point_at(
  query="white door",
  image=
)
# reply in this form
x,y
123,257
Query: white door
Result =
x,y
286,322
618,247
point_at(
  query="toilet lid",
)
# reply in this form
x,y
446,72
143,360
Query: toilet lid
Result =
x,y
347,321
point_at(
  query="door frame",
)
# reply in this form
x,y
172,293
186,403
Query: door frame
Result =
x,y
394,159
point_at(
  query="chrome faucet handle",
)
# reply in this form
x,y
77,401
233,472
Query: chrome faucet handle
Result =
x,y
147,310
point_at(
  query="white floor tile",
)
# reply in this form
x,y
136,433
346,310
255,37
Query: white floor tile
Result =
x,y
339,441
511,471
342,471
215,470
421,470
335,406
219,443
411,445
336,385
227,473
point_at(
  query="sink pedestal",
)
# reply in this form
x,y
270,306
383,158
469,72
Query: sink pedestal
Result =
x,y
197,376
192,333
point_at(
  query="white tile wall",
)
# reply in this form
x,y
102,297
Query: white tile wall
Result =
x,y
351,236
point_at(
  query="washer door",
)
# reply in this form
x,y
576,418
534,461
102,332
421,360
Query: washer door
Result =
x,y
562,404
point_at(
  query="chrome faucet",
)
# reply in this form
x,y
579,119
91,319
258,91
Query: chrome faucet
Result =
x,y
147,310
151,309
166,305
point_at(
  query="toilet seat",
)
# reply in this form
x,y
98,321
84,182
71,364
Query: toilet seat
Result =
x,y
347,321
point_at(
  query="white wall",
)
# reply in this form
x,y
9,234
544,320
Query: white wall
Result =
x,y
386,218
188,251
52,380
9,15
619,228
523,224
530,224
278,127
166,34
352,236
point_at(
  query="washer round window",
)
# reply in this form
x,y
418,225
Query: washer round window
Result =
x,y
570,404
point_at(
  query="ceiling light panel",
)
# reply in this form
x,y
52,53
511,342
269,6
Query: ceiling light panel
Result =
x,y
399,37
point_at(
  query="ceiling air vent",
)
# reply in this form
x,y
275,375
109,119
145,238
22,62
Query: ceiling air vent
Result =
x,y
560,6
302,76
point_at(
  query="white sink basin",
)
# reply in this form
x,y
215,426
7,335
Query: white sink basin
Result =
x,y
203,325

▬▬▬▬▬▬

__Problem to solve__. With "faucet" as the string to match, show every line of the entries above that has it.

__Written response__.
  query="chrome faucet handle",
Query: chrome faucet handle
  query="chrome faucet",
Query: chrome faucet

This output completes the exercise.